-- Task description --
Retype, word for word, only the lines from the one with "Query: mountain" through the last line of the data below.

-- Records drawn from a dataset --
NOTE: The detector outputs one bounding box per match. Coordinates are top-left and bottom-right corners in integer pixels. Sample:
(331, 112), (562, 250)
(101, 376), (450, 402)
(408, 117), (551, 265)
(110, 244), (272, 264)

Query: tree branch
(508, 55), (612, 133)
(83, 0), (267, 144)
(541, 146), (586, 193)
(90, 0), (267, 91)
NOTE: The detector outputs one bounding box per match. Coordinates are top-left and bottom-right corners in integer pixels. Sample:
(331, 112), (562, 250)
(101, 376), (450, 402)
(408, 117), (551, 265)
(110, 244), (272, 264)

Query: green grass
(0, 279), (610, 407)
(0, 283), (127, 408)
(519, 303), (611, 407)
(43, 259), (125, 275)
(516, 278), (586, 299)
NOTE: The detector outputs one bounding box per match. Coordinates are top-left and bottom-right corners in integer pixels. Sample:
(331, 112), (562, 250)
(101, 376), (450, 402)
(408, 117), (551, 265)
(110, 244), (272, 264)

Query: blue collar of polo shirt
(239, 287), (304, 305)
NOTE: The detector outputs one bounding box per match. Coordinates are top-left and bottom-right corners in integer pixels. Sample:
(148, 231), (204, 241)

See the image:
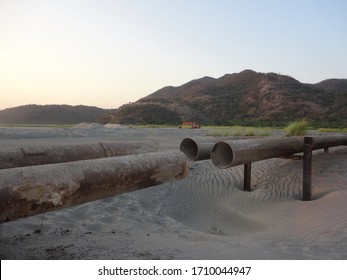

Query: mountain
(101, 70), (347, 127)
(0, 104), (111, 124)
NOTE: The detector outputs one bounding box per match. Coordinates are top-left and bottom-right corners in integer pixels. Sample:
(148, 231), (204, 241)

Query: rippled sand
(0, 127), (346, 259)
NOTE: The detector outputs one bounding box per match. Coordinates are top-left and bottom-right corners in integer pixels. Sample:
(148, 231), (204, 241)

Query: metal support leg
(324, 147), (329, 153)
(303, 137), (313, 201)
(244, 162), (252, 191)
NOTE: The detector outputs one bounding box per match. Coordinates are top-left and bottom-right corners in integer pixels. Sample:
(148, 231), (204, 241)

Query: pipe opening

-- Your solution --
Query: mountain
(101, 70), (347, 127)
(0, 104), (111, 124)
NOTE: The detector outputs one bounding box per match. Coordinates are top-left and bottom-right corners in integer pixels. Sample:
(148, 231), (204, 241)

Query: rippled sand
(0, 127), (346, 259)
NOTE: The detector outputs one bounding box per match. Coordinates are top-left and bottom-right corners in integer pixels. Sample:
(148, 231), (204, 241)

Query: metal support leg
(324, 147), (329, 153)
(303, 137), (313, 201)
(244, 162), (252, 191)
NOTE: The detector outputs one bounding box per match. Coordinates are top-left and bottom-right corners in integer pixels. Sample:
(148, 231), (204, 241)

Query: pipe opening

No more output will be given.